▶ **TASK PROMPT**:
Update all the records below by replacing "trial run" with "practice round" everywhere it occurs, changing nothing else. Leave the pictures out of your answer.

▶ **RAW RECORDS**:
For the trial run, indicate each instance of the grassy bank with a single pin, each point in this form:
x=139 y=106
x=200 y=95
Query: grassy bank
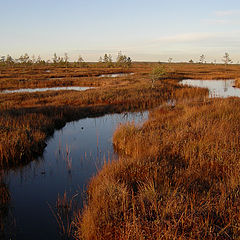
x=27 y=119
x=179 y=180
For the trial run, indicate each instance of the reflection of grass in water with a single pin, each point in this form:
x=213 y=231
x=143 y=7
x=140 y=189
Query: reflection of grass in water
x=6 y=221
x=180 y=181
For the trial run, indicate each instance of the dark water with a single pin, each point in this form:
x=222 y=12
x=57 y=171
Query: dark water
x=31 y=90
x=73 y=155
x=217 y=88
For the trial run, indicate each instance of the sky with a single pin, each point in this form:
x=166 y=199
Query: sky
x=145 y=30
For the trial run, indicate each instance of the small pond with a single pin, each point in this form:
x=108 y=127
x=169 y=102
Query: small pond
x=113 y=75
x=217 y=88
x=32 y=90
x=72 y=156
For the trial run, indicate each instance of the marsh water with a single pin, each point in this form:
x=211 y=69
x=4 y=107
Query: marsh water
x=217 y=88
x=32 y=90
x=72 y=156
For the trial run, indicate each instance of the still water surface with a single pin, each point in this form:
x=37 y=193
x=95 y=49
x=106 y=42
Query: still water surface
x=70 y=159
x=73 y=155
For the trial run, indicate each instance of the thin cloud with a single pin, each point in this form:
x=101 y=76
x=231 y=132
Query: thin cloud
x=187 y=37
x=216 y=21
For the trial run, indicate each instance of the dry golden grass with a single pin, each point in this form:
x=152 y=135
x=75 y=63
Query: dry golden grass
x=180 y=181
x=27 y=119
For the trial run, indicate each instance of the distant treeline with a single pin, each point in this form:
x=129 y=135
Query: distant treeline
x=104 y=61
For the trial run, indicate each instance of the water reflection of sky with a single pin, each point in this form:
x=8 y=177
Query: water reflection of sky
x=31 y=90
x=217 y=88
x=73 y=155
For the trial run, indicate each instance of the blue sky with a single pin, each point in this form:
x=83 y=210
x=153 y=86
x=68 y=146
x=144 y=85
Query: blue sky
x=150 y=30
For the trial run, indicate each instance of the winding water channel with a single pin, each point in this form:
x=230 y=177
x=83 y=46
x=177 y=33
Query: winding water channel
x=72 y=156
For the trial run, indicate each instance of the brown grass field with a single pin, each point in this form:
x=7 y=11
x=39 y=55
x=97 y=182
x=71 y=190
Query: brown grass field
x=178 y=177
x=178 y=174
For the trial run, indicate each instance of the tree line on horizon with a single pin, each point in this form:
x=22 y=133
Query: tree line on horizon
x=104 y=61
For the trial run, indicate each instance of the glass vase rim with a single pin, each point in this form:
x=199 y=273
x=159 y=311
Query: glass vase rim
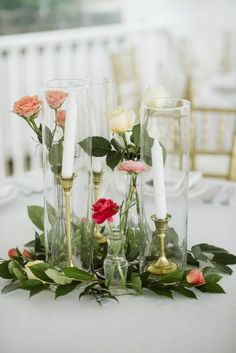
x=185 y=103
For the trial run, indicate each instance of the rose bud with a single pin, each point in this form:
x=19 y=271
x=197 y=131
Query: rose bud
x=195 y=277
x=26 y=253
x=121 y=120
x=55 y=99
x=27 y=107
x=12 y=252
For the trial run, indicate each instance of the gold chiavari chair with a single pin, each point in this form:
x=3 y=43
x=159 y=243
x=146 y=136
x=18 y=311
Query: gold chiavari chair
x=213 y=141
x=126 y=73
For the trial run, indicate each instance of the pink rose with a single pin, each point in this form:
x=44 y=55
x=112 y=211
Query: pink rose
x=61 y=117
x=132 y=167
x=12 y=252
x=195 y=277
x=26 y=253
x=55 y=98
x=27 y=106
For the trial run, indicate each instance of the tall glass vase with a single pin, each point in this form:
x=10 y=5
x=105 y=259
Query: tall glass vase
x=57 y=100
x=165 y=123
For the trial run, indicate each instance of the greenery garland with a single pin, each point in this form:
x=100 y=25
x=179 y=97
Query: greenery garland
x=29 y=271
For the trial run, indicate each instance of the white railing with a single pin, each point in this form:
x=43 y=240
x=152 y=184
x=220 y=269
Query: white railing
x=26 y=60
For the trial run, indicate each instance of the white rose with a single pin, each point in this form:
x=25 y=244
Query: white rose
x=121 y=120
x=152 y=96
x=29 y=273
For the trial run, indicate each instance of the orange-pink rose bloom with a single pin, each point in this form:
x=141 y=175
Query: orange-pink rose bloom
x=195 y=277
x=27 y=106
x=61 y=117
x=55 y=98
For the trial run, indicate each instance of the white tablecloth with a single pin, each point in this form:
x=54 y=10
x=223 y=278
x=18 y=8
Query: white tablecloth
x=138 y=324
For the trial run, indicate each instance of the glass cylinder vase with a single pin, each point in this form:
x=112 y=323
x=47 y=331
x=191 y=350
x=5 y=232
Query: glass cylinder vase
x=165 y=151
x=62 y=100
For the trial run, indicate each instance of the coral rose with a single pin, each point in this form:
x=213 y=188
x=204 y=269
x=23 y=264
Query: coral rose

▶ **ANSWER TO THIS PROBLEM**:
For the practice round, indicate each instance of the grassy bank with a single pin, each point in this form:
x=139 y=106
x=200 y=95
Query: grassy bank
x=27 y=119
x=179 y=180
For the practice round, indicate each instance of the reflection of grass in water with a single pin, each point in this form:
x=213 y=231
x=143 y=7
x=140 y=189
Query: reflection of grass in water
x=6 y=221
x=180 y=181
For the practice round, indicate each instance of the dark water with a single pin, each point in this form:
x=222 y=12
x=57 y=171
Query: dark water
x=31 y=90
x=73 y=155
x=217 y=88
For the practice round, indicate each instance of the sky with a single pin, each point in this form:
x=166 y=199
Query: sky
x=145 y=30
For the practice round, indicate each instance of the small pond with a single pin, each point in this form:
x=108 y=127
x=169 y=102
Query: small pond
x=113 y=75
x=217 y=88
x=32 y=90
x=72 y=156
For the practice round, indicate each instance of the marsh water with a single pin, each point in this form:
x=211 y=69
x=4 y=107
Query: marsh water
x=217 y=88
x=32 y=90
x=72 y=156
For the practice round, indicate each instance of the still water surface with a single pin, each point in this form:
x=37 y=193
x=95 y=49
x=106 y=42
Query: still water surface
x=70 y=159
x=73 y=155
For the practice round, indicate each instance of the thin cloud with a single pin, each point in this form:
x=101 y=76
x=231 y=132
Query: thin cloud
x=187 y=37
x=216 y=21
For the practice round, indicate each instance of the dry golden grass with a single pin, each point in this form:
x=152 y=135
x=75 y=63
Query: dry golden grass
x=180 y=181
x=27 y=119
For the practice round, indicate each instance of the distant treeline with a single pin, each point in this form:
x=129 y=135
Query: distant treeline
x=104 y=61
For the practice round, indicate each instance of the water reflection of sky with a single pin, each point in this form:
x=8 y=177
Query: water reflection of sky
x=31 y=90
x=217 y=88
x=73 y=155
For the practice round, indicate each instance of the blue sky with a single pin, each point in this form:
x=83 y=210
x=153 y=86
x=68 y=146
x=144 y=85
Query: blue sky
x=150 y=30
For the practice round, indicate each instance of the winding water channel with a single pin, each point in this form:
x=230 y=177
x=83 y=46
x=177 y=33
Query: winding water channel
x=72 y=156
For the practice round, indicate each instance of the brown grass field with a single pin, each point in this form:
x=7 y=11
x=39 y=55
x=97 y=182
x=71 y=190
Query: brown grass field
x=178 y=177
x=178 y=174
For the practice round, indicate each instance of the tree line on horizon with a single pin, each point in this form:
x=22 y=133
Query: tree line on horizon
x=104 y=61
For the practice round, indicate each instance of the glass vase rim with a single pin, each point in this form:
x=199 y=273
x=159 y=311
Query: glass vase rim
x=185 y=103
For the practice round, indicate each instance of the rose bud with a single pin, each point in this form:
x=19 y=271
x=197 y=131
Query: rose bud
x=195 y=277
x=26 y=253
x=121 y=120
x=55 y=99
x=27 y=107
x=12 y=252
For the practice round, indicate each instance of the gold chiavari chair with a single pin, each point in this form:
x=3 y=43
x=159 y=243
x=146 y=136
x=18 y=311
Query: gold chiavari chair
x=213 y=141
x=126 y=73
For the practice round, indicate each instance of the pink rose with a single pin, each point in this form:
x=44 y=55
x=112 y=211
Query: pink rose
x=61 y=117
x=132 y=167
x=12 y=252
x=195 y=277
x=26 y=253
x=55 y=98
x=27 y=106
For the practice round, indicate each instance of the tall glass vase with a single pin, each point in this form:
x=10 y=5
x=105 y=259
Query: tall glass vase
x=57 y=100
x=165 y=123
For the practice round, indicate each instance of the greenery garland with a single pin, each point in this form:
x=100 y=25
x=179 y=97
Query: greenery garland
x=29 y=271
For the practice round, indicate each instance of the white railing with a single pin, each point in this form:
x=43 y=240
x=152 y=184
x=220 y=269
Query: white railing
x=26 y=60
For the practice round, indicate each instance of the white rose with a single pin, each point in this form:
x=25 y=244
Query: white rose
x=121 y=120
x=152 y=96
x=29 y=273
For the practice round, indicate each instance of the orange-pink rose bloom with a single pin, each point in this form:
x=141 y=175
Query: orange-pink rose bloom
x=195 y=277
x=27 y=106
x=61 y=117
x=55 y=98
For the practice round, indicate each instance of the white tablecloth with a single pin, each point in this form:
x=54 y=10
x=223 y=278
x=18 y=8
Query: white tablecloth
x=138 y=324
For the practice round, indicate each instance of the glass cylinder vase with a single pin, each point in this form:
x=112 y=323
x=47 y=331
x=191 y=350
x=5 y=232
Query: glass cylinder vase
x=165 y=151
x=62 y=100
For the practice round, indicate each instance of the coral rose with a single pin, each point in this form:
x=213 y=188
x=204 y=269
x=23 y=264
Query: coral rose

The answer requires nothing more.